= Task to carry out =
Beginning with the line that has "For each instance of the metal", reproduce each remaining line of the data exactly, down to and including the last.

Photo-based referring expression data
=== Begin Enclosure ===

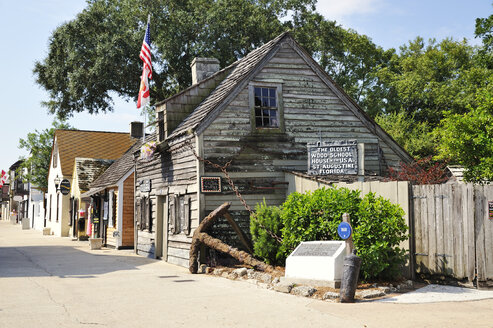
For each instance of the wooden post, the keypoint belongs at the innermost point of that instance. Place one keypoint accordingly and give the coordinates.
(349, 241)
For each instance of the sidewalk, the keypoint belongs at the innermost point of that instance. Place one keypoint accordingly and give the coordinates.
(48, 281)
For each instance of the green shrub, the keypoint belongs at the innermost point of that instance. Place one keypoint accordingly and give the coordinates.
(265, 246)
(378, 227)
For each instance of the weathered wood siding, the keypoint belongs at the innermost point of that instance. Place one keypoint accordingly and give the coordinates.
(172, 172)
(110, 239)
(128, 212)
(311, 110)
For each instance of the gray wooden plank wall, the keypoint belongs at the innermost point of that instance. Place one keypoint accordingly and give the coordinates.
(173, 172)
(454, 234)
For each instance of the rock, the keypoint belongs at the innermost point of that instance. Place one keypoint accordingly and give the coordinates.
(306, 291)
(217, 272)
(262, 285)
(330, 296)
(240, 272)
(386, 290)
(283, 287)
(370, 293)
(232, 275)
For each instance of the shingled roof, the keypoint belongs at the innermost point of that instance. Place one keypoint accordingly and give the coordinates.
(88, 169)
(245, 68)
(117, 170)
(89, 144)
(120, 167)
(241, 71)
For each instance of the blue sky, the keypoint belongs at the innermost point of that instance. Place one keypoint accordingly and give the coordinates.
(26, 26)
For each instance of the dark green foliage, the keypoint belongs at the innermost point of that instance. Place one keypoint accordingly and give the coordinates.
(379, 229)
(378, 226)
(265, 246)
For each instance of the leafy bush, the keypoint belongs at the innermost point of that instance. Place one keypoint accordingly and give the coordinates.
(265, 246)
(315, 215)
(378, 231)
(378, 227)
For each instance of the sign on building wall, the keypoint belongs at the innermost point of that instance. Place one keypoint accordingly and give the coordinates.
(333, 158)
(65, 187)
(210, 184)
(145, 185)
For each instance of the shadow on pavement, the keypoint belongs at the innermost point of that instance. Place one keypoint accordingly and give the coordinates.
(62, 261)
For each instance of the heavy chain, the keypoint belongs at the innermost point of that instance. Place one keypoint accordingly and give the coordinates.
(223, 169)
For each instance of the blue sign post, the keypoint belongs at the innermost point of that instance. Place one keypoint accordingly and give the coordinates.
(344, 230)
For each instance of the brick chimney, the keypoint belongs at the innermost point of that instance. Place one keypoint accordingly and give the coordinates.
(202, 68)
(136, 129)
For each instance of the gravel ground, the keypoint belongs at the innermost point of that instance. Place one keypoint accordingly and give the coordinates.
(439, 293)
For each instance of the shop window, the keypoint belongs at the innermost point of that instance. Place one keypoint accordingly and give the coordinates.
(179, 214)
(144, 214)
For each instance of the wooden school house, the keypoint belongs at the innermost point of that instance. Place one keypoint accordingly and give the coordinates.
(259, 115)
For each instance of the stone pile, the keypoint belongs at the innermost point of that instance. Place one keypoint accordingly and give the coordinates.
(266, 280)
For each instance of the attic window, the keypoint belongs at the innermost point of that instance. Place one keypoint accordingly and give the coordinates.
(266, 113)
(266, 108)
(55, 156)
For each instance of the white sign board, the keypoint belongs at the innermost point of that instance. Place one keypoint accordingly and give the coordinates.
(317, 260)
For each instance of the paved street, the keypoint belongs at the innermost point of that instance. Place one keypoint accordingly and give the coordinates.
(48, 281)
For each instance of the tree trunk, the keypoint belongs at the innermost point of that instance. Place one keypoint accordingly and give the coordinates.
(199, 236)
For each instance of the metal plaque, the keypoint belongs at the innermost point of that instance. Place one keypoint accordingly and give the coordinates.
(65, 187)
(145, 185)
(344, 230)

=== End Enclosure ===

= Written response =
For each instance of the metal plaque, the keypoint belongs at the innermost point of that instance. Place one keypoint accordingly and give the coordinates.
(65, 187)
(145, 185)
(344, 230)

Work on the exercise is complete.